* [Your assignment]
Retype every line below precisely as it appears.

* [Material supplied]
•••••
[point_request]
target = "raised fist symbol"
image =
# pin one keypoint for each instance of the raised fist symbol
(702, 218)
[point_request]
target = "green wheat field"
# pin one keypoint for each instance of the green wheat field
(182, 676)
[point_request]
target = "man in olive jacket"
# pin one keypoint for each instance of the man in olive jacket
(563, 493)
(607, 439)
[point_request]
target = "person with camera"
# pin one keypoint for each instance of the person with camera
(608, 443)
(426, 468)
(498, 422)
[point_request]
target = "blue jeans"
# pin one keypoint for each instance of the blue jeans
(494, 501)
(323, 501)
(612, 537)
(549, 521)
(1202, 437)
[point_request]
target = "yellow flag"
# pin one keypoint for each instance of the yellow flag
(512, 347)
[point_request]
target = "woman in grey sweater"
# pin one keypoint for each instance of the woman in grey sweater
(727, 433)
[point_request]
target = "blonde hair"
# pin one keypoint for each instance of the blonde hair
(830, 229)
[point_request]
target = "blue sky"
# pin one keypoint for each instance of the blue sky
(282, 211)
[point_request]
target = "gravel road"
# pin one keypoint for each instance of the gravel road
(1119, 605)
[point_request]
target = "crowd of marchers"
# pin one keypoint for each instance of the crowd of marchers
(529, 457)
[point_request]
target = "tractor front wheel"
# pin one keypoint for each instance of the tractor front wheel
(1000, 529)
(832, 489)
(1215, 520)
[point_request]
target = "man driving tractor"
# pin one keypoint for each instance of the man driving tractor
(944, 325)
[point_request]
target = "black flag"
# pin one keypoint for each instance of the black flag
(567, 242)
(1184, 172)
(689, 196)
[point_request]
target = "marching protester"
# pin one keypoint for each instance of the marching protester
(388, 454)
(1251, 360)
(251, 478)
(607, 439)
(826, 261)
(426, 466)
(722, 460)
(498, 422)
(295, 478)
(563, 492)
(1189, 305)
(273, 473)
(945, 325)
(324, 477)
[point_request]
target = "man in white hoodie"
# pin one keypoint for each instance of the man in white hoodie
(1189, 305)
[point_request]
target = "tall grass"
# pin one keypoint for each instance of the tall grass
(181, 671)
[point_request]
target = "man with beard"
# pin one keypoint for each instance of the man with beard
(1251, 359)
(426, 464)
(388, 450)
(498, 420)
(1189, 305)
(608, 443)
•••••
* [Task output]
[point_request]
target = "raised fist symbol"
image =
# pin one keypoint for each instance of the raised fist symbol
(702, 218)
[point_request]
target = "green wheat field"
# pin one keypoint for each instance of the green wheat field
(182, 676)
[point_request]
target = "man in olive jacket"
# pin one keypoint for each instance of the man in olive jacket
(563, 493)
(607, 439)
[point_request]
target = "person with camera"
# pin one keypoint for each instance of the person with camera
(608, 443)
(426, 468)
(498, 422)
[point_request]
target = "blue jeans"
# pin one keypoint for each instance of the blue jeans
(494, 501)
(323, 501)
(612, 537)
(549, 521)
(1202, 437)
[point_request]
target = "yellow flag"
# pin one keypoint for each instance of the yellow flag
(512, 347)
[point_request]
target = "woman in grey sweater"
# pin one keypoint for each instance of the woman in grey sweater
(727, 433)
[point_request]
target = "blonde hair"
# pin one keypoint for each instance of the blonde hair
(830, 229)
[point_request]
target = "blue sky"
# pin one keypoint for each instance of the blue sky
(282, 211)
[point_request]
target = "gravel road"
# pin one keypoint for each instance of the gravel road
(1119, 605)
[point_request]
target = "crowd of marchers"
# pin one keypoint for each instance of the crowd of marchers
(529, 457)
[point_request]
target = "tractor front wheel"
# pin one keypoint for each instance of the tractor front wheel
(1000, 529)
(832, 489)
(1215, 520)
[point_request]
target = "man driving tractor"
# pin one keypoint for each instance of the man driving tractor
(944, 325)
[point_request]
target = "black flag"
# pin one keypoint for each instance of the black flag
(567, 242)
(1184, 172)
(689, 196)
[point_request]
target = "marching protester"
# pin one keypoint for each instance of the marching protester
(388, 454)
(1251, 360)
(251, 478)
(607, 439)
(826, 261)
(426, 466)
(722, 460)
(498, 422)
(295, 478)
(563, 492)
(1189, 305)
(273, 473)
(945, 325)
(324, 477)
[point_request]
target = "man in white hoodie"
# pin one keypoint for each instance of the man in white hoodie
(1189, 305)
[point_request]
target = "tall grass"
# pin one keypoint for each instance of the tall grass
(181, 671)
[point_request]
target = "man with beard"
# pin one keypoint for each instance of the man with beard
(1251, 359)
(426, 464)
(388, 450)
(498, 420)
(1189, 305)
(608, 443)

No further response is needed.